- THE TASKS
- A) In the probability question, with what probability do participants who attended in previous years come to the course?
- B) Please reproduce the probability question word for word, from "I was recently" up to and including "attend today's lesson.".
- C) In the probability question, why does Approach 1 add together three products of probabilities?

- TEXT
=====

I was recently trying to solve a rather simple probability question. Notwithstanding, when I compared both approaches, I noticed that the outcomes were different, and was wandering if someone could explain me where it went wrong.
The problem. A cooking course is given, attended by four experienced participants and eight new ones. It is known that new participants attend the course with a $90\%$ probability, while those who have attended in previous years do so with a $75\%$ probability.
Determine the probability, that at least $11$ participants will attend today's lesson.
Approach 1. Notice that at least $11$ participants will attend the course today iff
- $8$ new and $4$ experienced participants do so.
- $8$ new and $3$ experienced participants do so.
- $7$ new and $4$ experienced participants do so.
Define the variables $A="\text{number of new participants attending todays course}"$ and $B$ similarly for experienced participants. Then we are asked to evaluate $$P(A=8)\cdot P(B=4)+P(A=8)\cdot P(B=3)+P(A=7)\cdot P(B=4)=\ldots\approx 43,8\%$$
Approach 2. We consider the probability that a random selected participant will attend the course today. This is $$p=\frac{0.9\cdot8+0.75\cdot 4}{12}=0.85$$ Thus, if $X$ denotes the amount of participants attending today's lesson we should have $$P(X\geqslant 11)=P(X=11)+P(X=12)=\binom{12}{11}\cdot (0.85)^{11}\cdot 0.15+0.85^{12}\approx 44.3\%$$
I am confident that the first approach is correct, and, hence, the answer should be $43,8\%$. But, what's wrong with the second approach? I am looking for both rigorous and intuitive ways of showing that the latter approach does not work. Thanks :)

=====

- DATA EXCERPTS
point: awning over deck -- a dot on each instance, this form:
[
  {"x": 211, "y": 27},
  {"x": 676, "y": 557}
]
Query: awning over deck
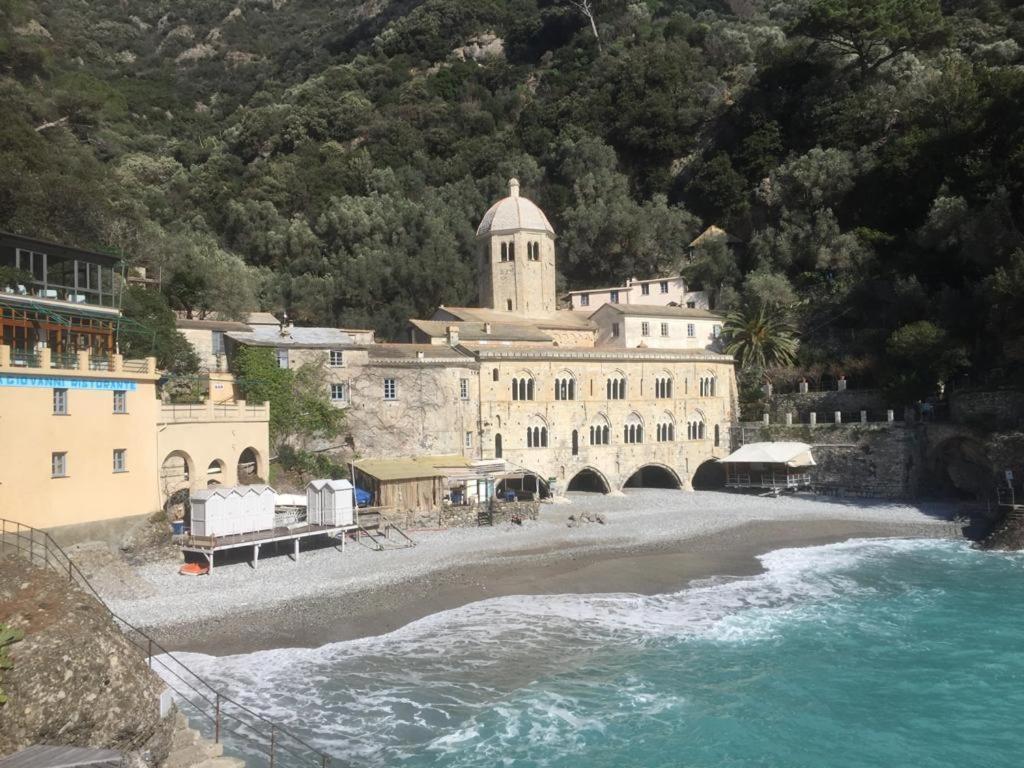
[{"x": 787, "y": 454}]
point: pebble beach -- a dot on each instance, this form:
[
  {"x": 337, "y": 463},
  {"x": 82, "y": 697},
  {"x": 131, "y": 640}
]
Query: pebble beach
[{"x": 651, "y": 541}]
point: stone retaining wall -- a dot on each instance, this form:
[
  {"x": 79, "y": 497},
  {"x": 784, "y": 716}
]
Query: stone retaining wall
[
  {"x": 452, "y": 516},
  {"x": 825, "y": 403},
  {"x": 992, "y": 410},
  {"x": 858, "y": 460}
]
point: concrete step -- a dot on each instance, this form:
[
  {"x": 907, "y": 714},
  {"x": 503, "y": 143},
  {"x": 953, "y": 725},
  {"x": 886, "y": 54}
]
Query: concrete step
[
  {"x": 183, "y": 737},
  {"x": 194, "y": 755},
  {"x": 222, "y": 762}
]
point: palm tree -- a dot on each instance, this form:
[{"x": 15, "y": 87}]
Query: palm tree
[{"x": 760, "y": 338}]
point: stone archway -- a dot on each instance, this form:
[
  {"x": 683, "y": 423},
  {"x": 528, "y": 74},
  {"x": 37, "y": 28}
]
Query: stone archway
[
  {"x": 590, "y": 480},
  {"x": 250, "y": 467},
  {"x": 710, "y": 476},
  {"x": 177, "y": 472},
  {"x": 525, "y": 485},
  {"x": 961, "y": 467},
  {"x": 653, "y": 476},
  {"x": 215, "y": 473}
]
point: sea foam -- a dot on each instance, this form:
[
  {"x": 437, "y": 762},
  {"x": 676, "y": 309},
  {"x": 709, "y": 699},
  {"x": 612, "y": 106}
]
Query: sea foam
[{"x": 503, "y": 677}]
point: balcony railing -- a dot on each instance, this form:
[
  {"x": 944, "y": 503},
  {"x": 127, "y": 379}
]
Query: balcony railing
[
  {"x": 46, "y": 359},
  {"x": 64, "y": 359},
  {"x": 214, "y": 412},
  {"x": 769, "y": 480}
]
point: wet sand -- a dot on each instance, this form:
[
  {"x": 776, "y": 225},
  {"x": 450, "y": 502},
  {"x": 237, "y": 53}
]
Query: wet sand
[{"x": 665, "y": 566}]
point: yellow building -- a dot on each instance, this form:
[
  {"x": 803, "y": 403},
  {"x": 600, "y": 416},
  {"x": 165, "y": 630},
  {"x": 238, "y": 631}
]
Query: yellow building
[
  {"x": 86, "y": 439},
  {"x": 84, "y": 436}
]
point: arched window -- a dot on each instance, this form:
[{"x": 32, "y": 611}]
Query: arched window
[
  {"x": 616, "y": 388},
  {"x": 633, "y": 429},
  {"x": 537, "y": 434},
  {"x": 666, "y": 429},
  {"x": 564, "y": 386},
  {"x": 695, "y": 428},
  {"x": 522, "y": 387}
]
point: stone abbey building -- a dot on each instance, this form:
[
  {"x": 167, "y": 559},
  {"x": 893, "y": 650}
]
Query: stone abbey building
[{"x": 626, "y": 394}]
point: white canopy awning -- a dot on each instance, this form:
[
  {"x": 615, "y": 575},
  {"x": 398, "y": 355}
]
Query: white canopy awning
[{"x": 790, "y": 454}]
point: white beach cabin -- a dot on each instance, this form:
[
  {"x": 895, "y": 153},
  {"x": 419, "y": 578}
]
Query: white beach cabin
[
  {"x": 232, "y": 510},
  {"x": 771, "y": 466},
  {"x": 330, "y": 503}
]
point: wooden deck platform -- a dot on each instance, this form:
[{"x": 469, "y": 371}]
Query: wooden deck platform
[{"x": 208, "y": 546}]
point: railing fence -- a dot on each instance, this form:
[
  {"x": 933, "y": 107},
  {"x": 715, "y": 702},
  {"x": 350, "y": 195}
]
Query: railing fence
[{"x": 255, "y": 733}]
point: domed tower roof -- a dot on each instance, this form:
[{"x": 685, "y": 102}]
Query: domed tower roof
[{"x": 512, "y": 213}]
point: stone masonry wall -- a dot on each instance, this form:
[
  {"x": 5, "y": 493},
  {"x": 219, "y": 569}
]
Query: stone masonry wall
[
  {"x": 869, "y": 460},
  {"x": 464, "y": 516},
  {"x": 825, "y": 403},
  {"x": 997, "y": 409}
]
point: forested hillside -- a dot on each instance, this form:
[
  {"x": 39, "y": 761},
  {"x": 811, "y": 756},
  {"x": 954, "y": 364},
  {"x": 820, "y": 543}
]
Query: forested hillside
[{"x": 333, "y": 159}]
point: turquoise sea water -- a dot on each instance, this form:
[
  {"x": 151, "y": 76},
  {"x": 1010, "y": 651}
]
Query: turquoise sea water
[{"x": 883, "y": 652}]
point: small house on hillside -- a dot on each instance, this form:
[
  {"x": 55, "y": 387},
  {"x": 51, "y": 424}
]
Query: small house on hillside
[
  {"x": 769, "y": 466},
  {"x": 330, "y": 503}
]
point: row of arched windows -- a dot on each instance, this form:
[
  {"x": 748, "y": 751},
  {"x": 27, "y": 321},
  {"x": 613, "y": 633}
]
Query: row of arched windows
[
  {"x": 615, "y": 387},
  {"x": 532, "y": 251},
  {"x": 633, "y": 433},
  {"x": 564, "y": 389},
  {"x": 522, "y": 389},
  {"x": 537, "y": 436}
]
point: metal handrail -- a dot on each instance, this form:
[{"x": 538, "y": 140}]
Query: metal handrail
[{"x": 41, "y": 548}]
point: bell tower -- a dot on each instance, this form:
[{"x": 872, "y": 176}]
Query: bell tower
[{"x": 516, "y": 264}]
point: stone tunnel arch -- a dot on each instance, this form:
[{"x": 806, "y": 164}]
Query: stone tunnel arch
[
  {"x": 177, "y": 471},
  {"x": 589, "y": 480},
  {"x": 653, "y": 476},
  {"x": 960, "y": 467},
  {"x": 215, "y": 473},
  {"x": 710, "y": 476},
  {"x": 250, "y": 469}
]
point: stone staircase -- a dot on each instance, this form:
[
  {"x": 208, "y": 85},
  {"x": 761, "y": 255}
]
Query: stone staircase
[{"x": 190, "y": 750}]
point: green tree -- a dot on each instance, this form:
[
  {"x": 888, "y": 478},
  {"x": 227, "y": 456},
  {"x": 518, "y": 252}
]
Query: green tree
[
  {"x": 760, "y": 338},
  {"x": 920, "y": 356},
  {"x": 148, "y": 330},
  {"x": 300, "y": 408},
  {"x": 873, "y": 32}
]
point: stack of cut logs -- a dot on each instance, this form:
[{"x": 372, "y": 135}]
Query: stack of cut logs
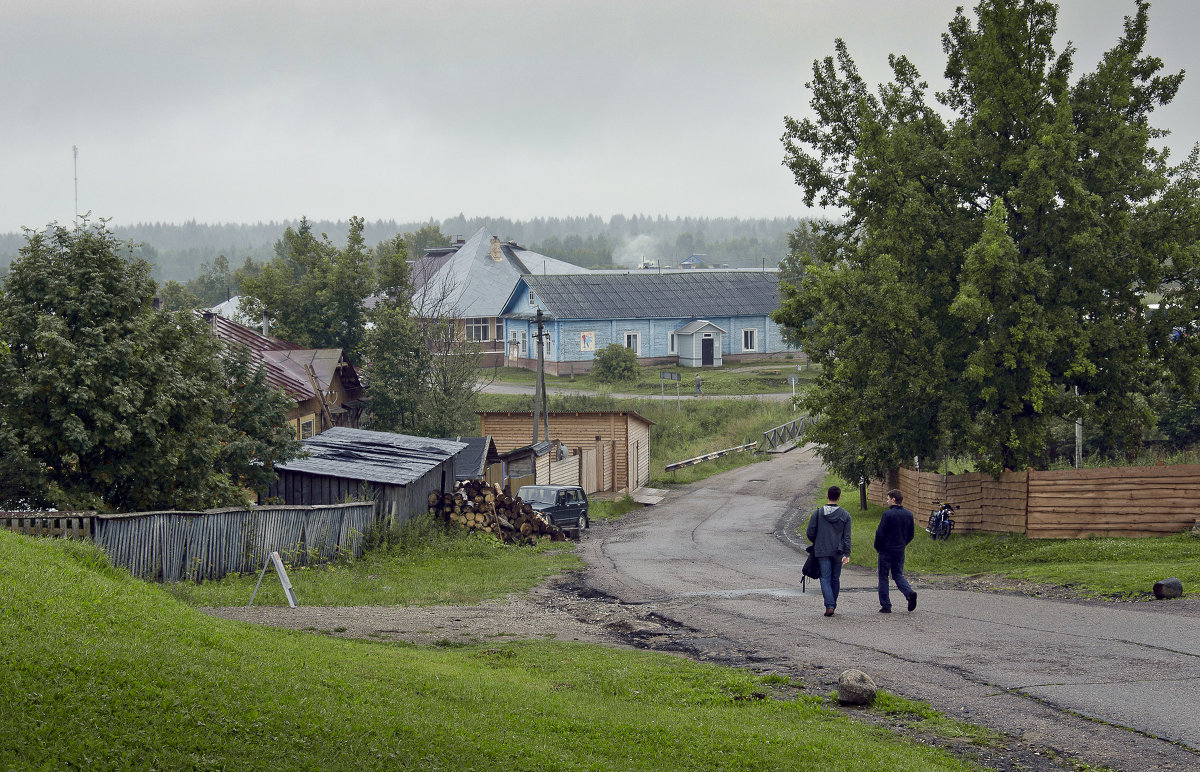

=====

- TASK-BY-TASK SOLUTIONS
- A) 75%

- B)
I was recently trying to solve a rather simple probability question. Notwithstanding, when I compared both approaches, I noticed that the outcomes were different, and was wandering if someone could explain me where it went wrong.
The problem. A cooking course is given, attended by four experienced participants and eight new ones. It is known that new participants attend the course with a $90\%$ probability, while those who have attended in previous years do so with a $75\%$ probability.
Determine the probability, that at least $11$ participants will attend today's lesson.

- C) At least 11 participants attend only when 8 new and 4 experienced, 8 new and 3 experienced, or 7 new and 4 experienced participants attend. Approach 1 therefore sums the probabilities of these three combinations.